Which way to go?

14 04 2012

Is there a good way to die? I have just finished reading a great book ” The time Travelers Wife” and if you haven’t read this or might be planning to stop blogging now, in which a guy called Henry flits to and fro through time, popping in and out of his soul mates life. Henry’s soul mate Claire first meets Henry when she is about six and he is a grown man, there must be a reason why Henry is drawn to her as he has no choice where his time travel takes him ,so it must be some kind of Kismet. Their relationship ,purely platonic at this time, twists and turns along untill they finally meet when they are both in real-time and are adult. Their love, although encapsulated in this bizarre scenario is so believable that you naturally expect a happy ending. During a recent bout of insomnia I decided to read the next chapter of this romance and was surprised to find myself sobbing into its pages, never has a book moved me so. Henry has realised that he has never time traveled and met Claire as an old woman, he realises, and you would need to read the book to truly understand how likely this is, that during his travels he has died. He knows the year, which is some time off but is unable to tell Claire! I can’t begin to tell you how unbelievably sad this part of the book is but it did leave me with a burning question, would I want to know when I Was going to die so I could prepare for my own demise or would I like to just slip away unexpectedly?

Oddly while at the hairdresser’s today this subject came up. My hairdressers father had recently died from leukaemia and she was about to run the London marathon in his honour, this is going to be tough for the poor woman as she hadn’t expected to be accepted on her first application and is now training like mad. Had he been ill for long? No she said, he had only been diagnosed about six weeks before and wished he hadn’t known what he had.
On the other hand the mother of a close friend died last year of a heart attack, Carole had been fit and active, a non smoker and appeared to be in the best of health. Her family were devastated! So many things unsaid, so many gaps in their lives that Carole usually filled and they had not had time to consider the impact that her leaving them would have. But she would have hated a long slow death, so I suppose we should rejoice that she was spared that and remember her vitality and how she shaped the life that we still live in her memory.
In contrast, some people battle on with long illnesses for what seems like a lifetime. My sister in law Sue was diagnosed with a terminal tumour on her kidney, she was very brave and struggled on for many months. Unfortunately, or so it appeared to me, she was unable, even though she knew her time was short,to enjoy the remainder of her life as she was totally absorbed with looking for a cure, strange Australian herbs, visualisation, spiritual healing, hoping for not the impossible but the unlikely. Perhaps understandable as she had a young daughter who needed her, but very sad that her final days where so….that she could not have had more fun.
A good friend, Verinda, was cured of breast cancer, but I felt she was always waiting for its return. Unfortunately she was right and many years later it has returned. Verinda however seems relieved, I saw her recently and it was as if all her cares had fallen away, she looked so well and vibrant, full of life she seemed to have looked death in the eye and challenged it to spoil her fun. She will be missed, I hope I am as brave when my time comes.
Like many I have seen elderly parents fade away, I think welcoming an end of days. So many ways to leave, so many different paths and doorways, which one will be chosen for each of us? If you could choose , How would you like to go?

********

_Description of the task_.
According to the blog post on ways to die, what event was the hairdresser about to run in honor of her father? The records have no connection to the blog post on ways to die.

_Point localization data_.
********

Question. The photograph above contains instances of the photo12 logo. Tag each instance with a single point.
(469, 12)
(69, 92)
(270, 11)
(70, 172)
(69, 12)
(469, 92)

********

_Solution to the exercise_.
The London marathon.